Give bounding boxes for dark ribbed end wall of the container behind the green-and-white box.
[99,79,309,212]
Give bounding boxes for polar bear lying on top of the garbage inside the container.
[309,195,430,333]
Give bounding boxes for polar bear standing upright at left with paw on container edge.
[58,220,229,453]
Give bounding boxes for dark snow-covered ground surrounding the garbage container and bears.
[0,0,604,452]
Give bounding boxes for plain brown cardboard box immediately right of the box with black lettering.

==

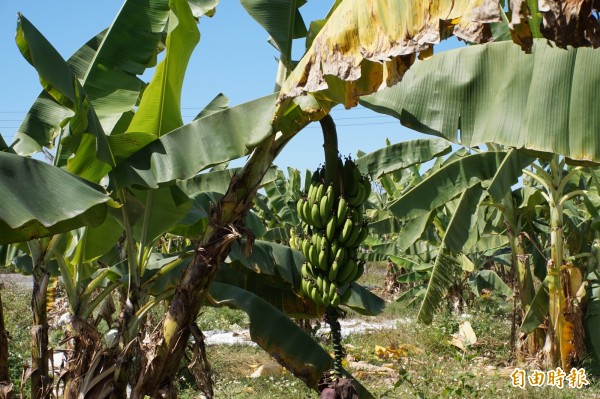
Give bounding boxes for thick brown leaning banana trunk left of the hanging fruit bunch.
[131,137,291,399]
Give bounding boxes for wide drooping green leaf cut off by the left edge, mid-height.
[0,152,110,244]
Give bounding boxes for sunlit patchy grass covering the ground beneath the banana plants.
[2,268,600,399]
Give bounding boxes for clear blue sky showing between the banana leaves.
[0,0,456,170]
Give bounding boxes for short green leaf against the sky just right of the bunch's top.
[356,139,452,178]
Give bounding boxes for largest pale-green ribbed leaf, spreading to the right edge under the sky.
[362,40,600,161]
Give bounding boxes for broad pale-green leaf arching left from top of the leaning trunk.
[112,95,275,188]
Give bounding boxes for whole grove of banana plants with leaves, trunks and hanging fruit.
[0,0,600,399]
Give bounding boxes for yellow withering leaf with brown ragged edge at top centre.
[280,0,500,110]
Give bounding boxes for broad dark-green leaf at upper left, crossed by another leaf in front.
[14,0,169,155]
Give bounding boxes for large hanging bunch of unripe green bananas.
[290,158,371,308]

---

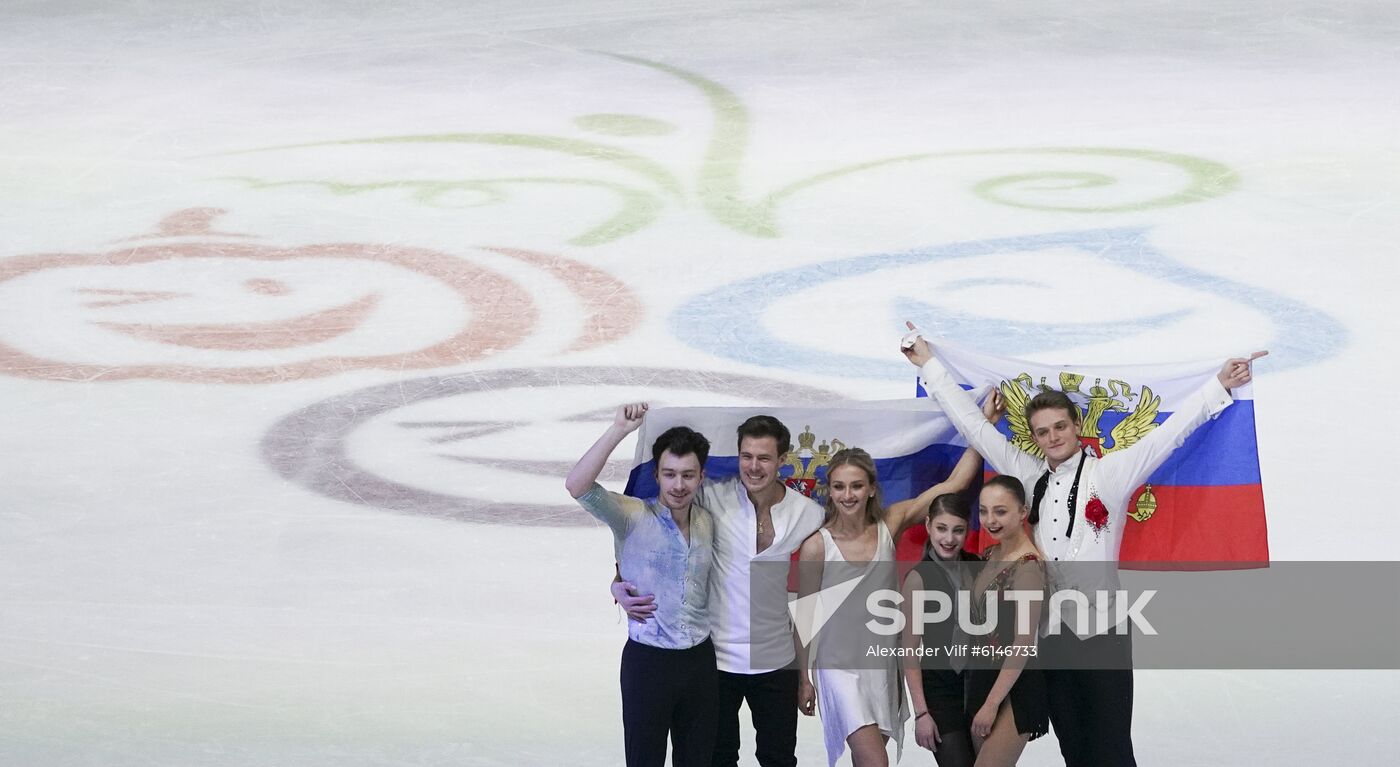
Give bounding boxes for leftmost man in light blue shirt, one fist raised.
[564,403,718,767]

## WORK ITEM
Would you print exactly, and only, the lines of the data above from the line with "Give bounding boxes for polar bear standing" through the line with "Give bounding boxes for plain", inclusive?

## RESPONSE AREA
Give bounding boxes for polar bear standing upright at left with paw on container edge.
[58,220,229,453]
Give bounding boxes for dark snow-covered ground surrounding the garbage container and bears.
[0,0,604,452]
Give bounding boxes for plain brown cardboard box immediately right of the box with black lettering.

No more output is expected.